Items listed in a dataset
=-=-=-=-=

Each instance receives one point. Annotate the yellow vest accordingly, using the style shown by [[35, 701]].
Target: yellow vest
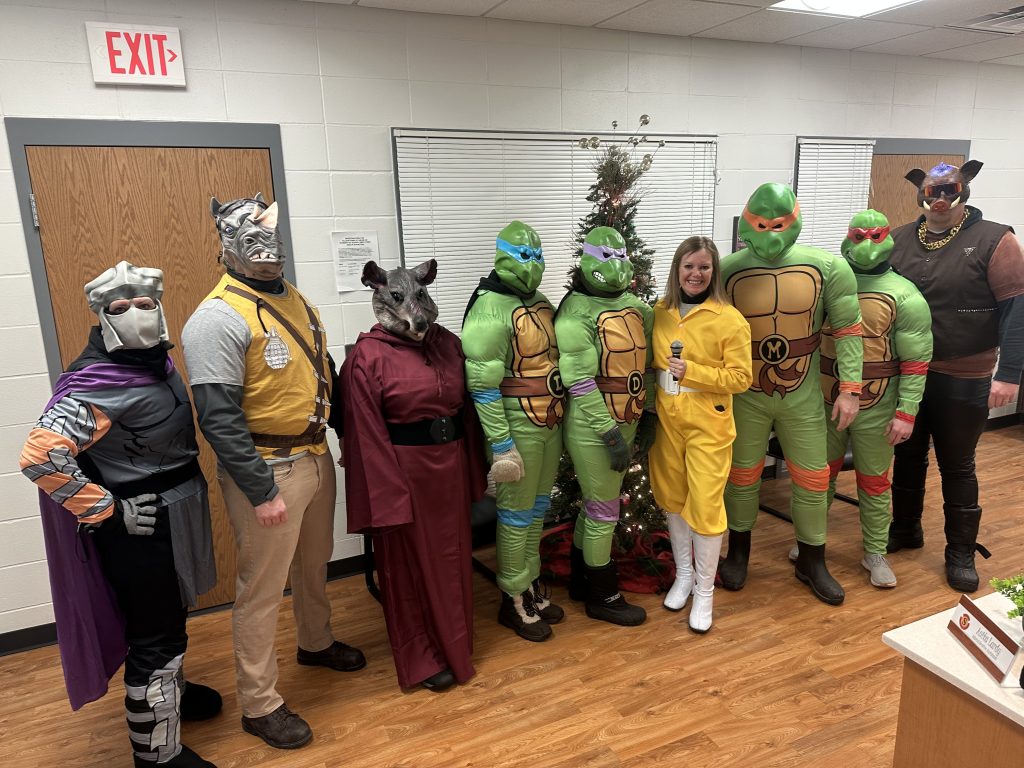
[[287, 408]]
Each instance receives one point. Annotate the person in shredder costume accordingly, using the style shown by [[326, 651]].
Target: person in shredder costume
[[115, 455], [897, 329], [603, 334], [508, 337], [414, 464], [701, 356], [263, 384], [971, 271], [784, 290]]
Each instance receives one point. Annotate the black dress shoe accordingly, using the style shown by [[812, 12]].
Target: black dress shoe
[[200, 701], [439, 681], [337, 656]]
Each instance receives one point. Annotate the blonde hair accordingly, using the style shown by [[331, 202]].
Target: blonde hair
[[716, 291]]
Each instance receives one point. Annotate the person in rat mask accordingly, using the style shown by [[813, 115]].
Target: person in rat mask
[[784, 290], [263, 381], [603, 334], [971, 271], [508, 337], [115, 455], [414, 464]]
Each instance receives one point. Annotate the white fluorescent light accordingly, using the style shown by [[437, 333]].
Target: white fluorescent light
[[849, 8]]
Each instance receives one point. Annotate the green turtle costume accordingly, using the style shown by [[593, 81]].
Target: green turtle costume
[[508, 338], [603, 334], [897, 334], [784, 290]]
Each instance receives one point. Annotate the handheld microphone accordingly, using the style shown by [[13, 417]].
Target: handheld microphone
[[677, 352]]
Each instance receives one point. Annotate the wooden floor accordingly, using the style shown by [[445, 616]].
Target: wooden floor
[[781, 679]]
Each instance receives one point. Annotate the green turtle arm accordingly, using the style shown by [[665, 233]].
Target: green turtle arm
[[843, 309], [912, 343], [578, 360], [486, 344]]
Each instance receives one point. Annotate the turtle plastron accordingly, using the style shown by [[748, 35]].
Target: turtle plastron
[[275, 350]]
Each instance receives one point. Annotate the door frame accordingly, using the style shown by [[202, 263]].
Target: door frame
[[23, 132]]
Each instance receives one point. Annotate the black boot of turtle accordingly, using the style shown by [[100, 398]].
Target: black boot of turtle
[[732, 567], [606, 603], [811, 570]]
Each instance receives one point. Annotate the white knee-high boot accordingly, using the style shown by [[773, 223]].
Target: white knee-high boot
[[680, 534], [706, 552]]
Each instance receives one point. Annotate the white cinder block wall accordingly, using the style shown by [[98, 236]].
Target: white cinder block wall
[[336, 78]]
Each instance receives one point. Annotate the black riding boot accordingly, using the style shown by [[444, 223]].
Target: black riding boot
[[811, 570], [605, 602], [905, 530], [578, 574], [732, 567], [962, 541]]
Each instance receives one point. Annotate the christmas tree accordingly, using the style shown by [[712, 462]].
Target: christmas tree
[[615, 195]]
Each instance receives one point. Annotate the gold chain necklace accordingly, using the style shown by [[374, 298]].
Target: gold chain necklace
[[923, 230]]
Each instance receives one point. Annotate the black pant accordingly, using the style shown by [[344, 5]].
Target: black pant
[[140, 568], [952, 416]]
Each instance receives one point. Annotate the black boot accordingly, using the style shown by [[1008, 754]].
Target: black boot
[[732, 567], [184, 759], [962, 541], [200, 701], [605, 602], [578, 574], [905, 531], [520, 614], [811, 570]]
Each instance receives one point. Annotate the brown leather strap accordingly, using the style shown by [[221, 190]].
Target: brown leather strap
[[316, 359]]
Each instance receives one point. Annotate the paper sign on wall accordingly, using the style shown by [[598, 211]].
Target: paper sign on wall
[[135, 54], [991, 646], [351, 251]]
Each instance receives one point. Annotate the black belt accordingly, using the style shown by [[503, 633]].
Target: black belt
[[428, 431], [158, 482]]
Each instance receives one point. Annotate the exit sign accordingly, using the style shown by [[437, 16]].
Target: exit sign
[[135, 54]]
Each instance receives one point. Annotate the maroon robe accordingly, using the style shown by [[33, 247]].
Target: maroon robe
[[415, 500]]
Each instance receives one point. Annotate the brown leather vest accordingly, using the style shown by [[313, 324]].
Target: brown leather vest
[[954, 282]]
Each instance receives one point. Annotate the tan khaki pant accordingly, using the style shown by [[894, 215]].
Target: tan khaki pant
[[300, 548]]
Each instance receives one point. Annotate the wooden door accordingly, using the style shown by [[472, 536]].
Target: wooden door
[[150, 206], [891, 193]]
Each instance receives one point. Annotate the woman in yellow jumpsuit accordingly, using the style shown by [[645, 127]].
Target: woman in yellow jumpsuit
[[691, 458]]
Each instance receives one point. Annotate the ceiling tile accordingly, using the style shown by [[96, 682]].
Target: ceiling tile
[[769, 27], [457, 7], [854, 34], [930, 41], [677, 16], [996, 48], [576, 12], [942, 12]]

=-=-=-=-=

• Your goal:
Beginning with the line that has "Each instance receives one point. Annotate the black belt", set down every line of the entries above through the final one, unchanged.

• Task result:
Each instance receives one point. Annotate the black belt accordingly, using the style shown by [[503, 633]].
Target: black belt
[[428, 431], [158, 482]]
Each instance receives one point. Annotate the exit sign accordingly, using the style shown by [[437, 16]].
Target: exit sign
[[135, 54]]
Each instance receives one point. Annotate the maroon robe accordingly, using the style shown by [[33, 247]].
Target: maroon robe
[[415, 500]]
Each instance receives one point. Annotate the brown leather vest accordingly, using the style shown by [[313, 324]].
Target: brown leather vest
[[954, 282]]
Each instance receives one point. Annotate the tan khaki pant accordingly, using the style shown by [[894, 215]].
Target: tan khaki pant
[[300, 548]]
Each instance receives one point. Annotate the wooden door accordingly, using the style shown by [[472, 536]].
Target: wooden door
[[150, 206], [891, 193]]
Each instance receives one point. Annotate the woman in yellow jumpsuit accordingly, using the style shown by [[645, 127]].
Target: woman in yellow jumpsuit
[[691, 458]]
Each instance receives one point. Annotate the ceiling tile accordingly, using the style shown by [[96, 682]].
Target: ceiling tile
[[769, 27], [457, 7], [854, 34], [930, 41], [677, 16], [996, 48], [576, 12], [942, 12]]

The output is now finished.